> [SELECTED TEXT]:
========================

This is making it difficult for me to architect my interface in a readable fashion. It requires code like:
asm volatile( "svc #0");
when I'd much prefer something like
svc(SVC_YIELD);
However, I'm at a loss to construct this function, because the SVC instruciton requires an immediate argument and I can't provide that when the value is passed in through a register.
The kernel:
For background, the svc instruction is decoded in the kernel as follows
#define SVC_YIELD 0
// Other SVC codes
// Called by the SVC interrupt handler (not shown)
void handleSVC(char code)
{
switch (code) {
case SVC_YIELD:
svc_yield();
break;
// Other cases follow
This case statement is getting rapidly out of hand, but I see no way around this problem. Any suggestions are welcome.

========================

> [WRITTEN REQUEST 1]: Filter the records below and copy every line that contains the string "instance", treating uppercase and lowercase letters as distinct.

========================

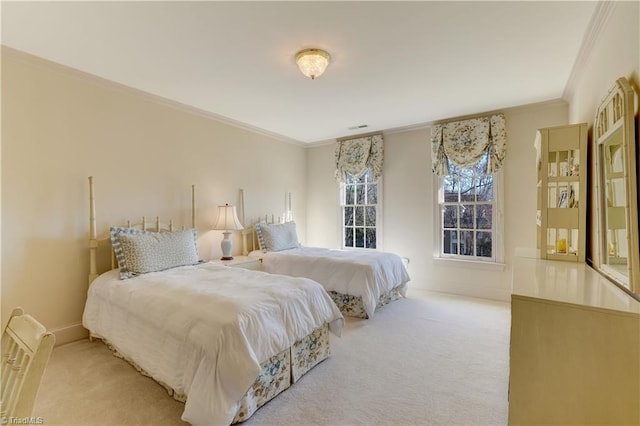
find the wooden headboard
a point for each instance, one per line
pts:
(249, 237)
(100, 248)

========================

> [WRITTEN REQUEST 2]: Determine whether each statement agrees with the post on the SVC instruction, answering yes or no and quoting the deciding words of that post: (a) SVC_YIELD is defined as 0; (b) the handleSVC function takes an argument of type int; (c) the writer regards the case statement as manageable.

> [RIGHT ANSWER 1]:
a point for each instance, one per line

> [RIGHT ANSWER 2]:
(a) Yes: "#define SVC_YIELD 0"
(b) No: "void handleSVC(char code)"
(c) No: "This case statement is getting rapidly out of hand"